----- Passage to read
The rest of the lines of code (lines 38 to 71) are pretty straightforward
in the way they check for blank or incorrect input value. Of particular
interest is how the social security number is interpreted in this
script (see line 47). The number can be read in from the user
as XXX-XX-XXXX, where
(X is a decimal digit
from 0 to 9), or as a string of nine decimal digits XXXXXXXXX.
This situation has been taken care of with the two conditions
for the regular expressions.
A social security number is quite meaningless to someone who lives
outside of the United States. When designing pages that are user
specific or where the country of origin matters, it's best to
either provide a warning or an alternative page. How would you
handle a phone number in this scenario? Phone numbers in the United
States are assigned in a different way than they are in a foreign
country. When designing HTML pages, you have to keep these sensitive
and important internationalization factors in mind.
So far I have dealt only with returning messages back in the form
of text data. The beauty of CGI is the ability to send back custom
HTML pages in response to your requests. Instead of sending back
a content-type of plain,
you send back a type of html.
This is done with the following statement:
It's your responsibility to make sure that your script sends back
a valid HTML page regardless of how badly the input is messed
up. The returned page should have the correct <HTML></HTML>
tags and should be syntactically correct. Remember that the browser
will be expecting an HTML page as soon as it sees the context
type of html. Don't forget
the extra empty line. Also, remember to use \n\n
to terminate the string.
Refer to the code in Listing 22.7 to see how the error message
is constructed from an empty string. Basically, the very first
error that occurs is being reported (rather than flooding the
user's screen with a page full of error messages). Naturally,
this is a design decision that you have to make as you design
your HTML pages. Do you inform the user only of the first error,
or do you tell him or her about every conceivable error that has
occurred with the input? Pouring on too many error messages will
only serve to annoy or confuse the user.
This script produces the header for the HTML header and body first
with the code in lines 87 through 91. Line 87 asks Perl to print
everything until the string HTMLHEAD
is found by itself on a line. Line 88 starts a new HTML page,
followed by the start of the body of the page with the <BODY>
tag, and then a blank line with the <P>
tag. Note that I did not use the <TITLE>
and </TITLE> tag pair.
----------
--- Exercise tasks ---
a: Copy the passage on the CGI script word for word, beginning at the words "So far I have" and stopping after "a type of html.".
b: Resume the passage on the CGI script with new text that follows its final sentence.
----- Data
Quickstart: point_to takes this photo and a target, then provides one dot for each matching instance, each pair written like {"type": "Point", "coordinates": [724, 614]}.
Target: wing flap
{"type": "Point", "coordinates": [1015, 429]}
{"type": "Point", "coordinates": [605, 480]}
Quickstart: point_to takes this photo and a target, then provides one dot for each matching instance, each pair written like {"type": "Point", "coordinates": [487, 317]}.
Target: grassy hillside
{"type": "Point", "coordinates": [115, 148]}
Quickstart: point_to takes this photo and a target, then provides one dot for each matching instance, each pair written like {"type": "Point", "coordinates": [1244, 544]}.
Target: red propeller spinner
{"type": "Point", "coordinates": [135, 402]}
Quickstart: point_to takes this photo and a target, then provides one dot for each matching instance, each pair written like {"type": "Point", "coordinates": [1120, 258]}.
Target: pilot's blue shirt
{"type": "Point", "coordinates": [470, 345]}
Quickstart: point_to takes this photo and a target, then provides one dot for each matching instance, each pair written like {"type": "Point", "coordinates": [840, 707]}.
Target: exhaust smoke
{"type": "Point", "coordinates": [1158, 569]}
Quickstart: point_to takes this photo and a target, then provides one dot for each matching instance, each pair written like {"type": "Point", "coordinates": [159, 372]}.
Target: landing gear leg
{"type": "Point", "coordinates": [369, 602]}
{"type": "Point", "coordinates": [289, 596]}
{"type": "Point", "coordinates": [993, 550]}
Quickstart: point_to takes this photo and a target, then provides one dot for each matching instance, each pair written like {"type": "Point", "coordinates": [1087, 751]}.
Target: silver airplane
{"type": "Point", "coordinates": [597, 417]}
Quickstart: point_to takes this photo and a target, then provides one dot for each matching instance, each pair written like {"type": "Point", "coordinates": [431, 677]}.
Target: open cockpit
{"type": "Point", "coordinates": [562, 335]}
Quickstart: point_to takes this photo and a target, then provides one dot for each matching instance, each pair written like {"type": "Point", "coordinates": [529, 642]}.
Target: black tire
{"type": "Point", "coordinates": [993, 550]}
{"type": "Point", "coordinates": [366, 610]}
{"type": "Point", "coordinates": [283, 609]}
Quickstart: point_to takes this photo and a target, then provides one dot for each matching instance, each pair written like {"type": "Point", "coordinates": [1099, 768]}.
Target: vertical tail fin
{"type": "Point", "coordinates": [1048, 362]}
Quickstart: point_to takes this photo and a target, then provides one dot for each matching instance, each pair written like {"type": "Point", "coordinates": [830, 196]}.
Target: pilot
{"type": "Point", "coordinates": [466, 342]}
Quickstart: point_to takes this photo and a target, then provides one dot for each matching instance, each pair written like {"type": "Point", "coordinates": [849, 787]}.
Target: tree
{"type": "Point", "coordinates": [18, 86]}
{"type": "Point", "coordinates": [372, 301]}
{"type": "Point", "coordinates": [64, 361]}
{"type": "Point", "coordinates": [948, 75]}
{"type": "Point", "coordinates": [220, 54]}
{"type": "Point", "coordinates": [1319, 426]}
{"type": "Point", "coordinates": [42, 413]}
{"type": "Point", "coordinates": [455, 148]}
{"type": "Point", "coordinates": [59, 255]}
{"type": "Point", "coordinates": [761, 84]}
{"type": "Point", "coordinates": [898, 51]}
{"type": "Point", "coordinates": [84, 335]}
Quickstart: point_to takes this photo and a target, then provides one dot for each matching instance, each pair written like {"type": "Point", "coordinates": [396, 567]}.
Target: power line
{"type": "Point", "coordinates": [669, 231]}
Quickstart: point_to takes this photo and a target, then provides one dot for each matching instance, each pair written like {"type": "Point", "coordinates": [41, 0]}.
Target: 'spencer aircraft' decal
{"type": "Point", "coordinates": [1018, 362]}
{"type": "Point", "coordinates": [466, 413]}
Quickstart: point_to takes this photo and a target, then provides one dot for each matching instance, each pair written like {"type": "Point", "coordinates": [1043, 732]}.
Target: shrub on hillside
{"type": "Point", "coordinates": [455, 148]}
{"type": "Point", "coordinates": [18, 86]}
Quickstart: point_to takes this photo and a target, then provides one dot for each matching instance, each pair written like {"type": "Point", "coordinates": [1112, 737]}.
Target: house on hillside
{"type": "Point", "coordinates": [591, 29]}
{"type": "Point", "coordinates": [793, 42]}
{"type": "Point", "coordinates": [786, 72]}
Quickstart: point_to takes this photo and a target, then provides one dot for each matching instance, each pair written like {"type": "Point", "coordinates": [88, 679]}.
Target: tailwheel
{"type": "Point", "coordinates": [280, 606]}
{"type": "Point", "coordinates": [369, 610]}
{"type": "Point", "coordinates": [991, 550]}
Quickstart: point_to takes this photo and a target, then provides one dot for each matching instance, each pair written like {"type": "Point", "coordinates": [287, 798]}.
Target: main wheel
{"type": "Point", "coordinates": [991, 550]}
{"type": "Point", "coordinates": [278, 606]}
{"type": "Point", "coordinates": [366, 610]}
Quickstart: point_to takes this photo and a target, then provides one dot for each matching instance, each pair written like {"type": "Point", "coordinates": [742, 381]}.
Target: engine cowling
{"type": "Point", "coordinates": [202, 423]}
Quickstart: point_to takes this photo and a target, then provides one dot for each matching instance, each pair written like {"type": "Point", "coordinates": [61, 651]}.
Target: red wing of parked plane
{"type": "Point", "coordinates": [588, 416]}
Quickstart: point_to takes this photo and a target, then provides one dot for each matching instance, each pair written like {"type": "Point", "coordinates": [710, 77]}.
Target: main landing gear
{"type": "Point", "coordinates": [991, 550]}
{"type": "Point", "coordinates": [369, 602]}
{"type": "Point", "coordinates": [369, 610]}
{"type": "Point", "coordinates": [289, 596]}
----------
--- Answers ---
a:
So far I have dealt only with returning messages back in the form
of text data. The beauty of CGI is the ability to send back custom
HTML pages in response to your requests. Instead of sending back
a content-type of plain,
you send back a type of html.

b:
Then, the script examines the $error
string to see if it had any problems listed in it. If no problems
are seen (that is, the $error
string is empty), then the script accepts this input and prints
out an acknowledgment. On the other hand, if there are some problems,
then the script prints out the value of $error
to show what the errors are and print those out instead.
At this point, the script can write out HTML tags and text for
sending back the content of an HTML page to the browser. Regardless
of what the result of action
is, you have to close out the HTML output with the </BODY>
and </HTML> tags. Then
you are done. The response is sent back to the browser, and you
can safely exit.
Perl gives you, as a programmer, enormous flexibility and power
to control how you handle responses and echo back messages. I
used the construct print << "HTML".
Anything from that statement on will be printed to STDOUT
(standard output of the script or until the end of file), until
either that exit statement
or the word HTML is found
by itself on one line.
So far, you've been able to collect the incoming data from the
user and verify that it is correct for the HTML FORM
you are supporting. Now the question is what can you do with the
collected data? Well, basically anything you want, because it's
local to your script now. Two of the most common actions you might
want to take with this data is to archive it to disk or mail the
contents as a message to someone.
The archival process to store the incoming data can be done in
many different ways. You can use the incoming name and other information
to store values in a text string or a database. Using the techniques
covered in Chapter 18, "Databases
for Perl," you can construct your own database. At the very
least, you can archive the responses in a plain text file by appending
them to an existing file.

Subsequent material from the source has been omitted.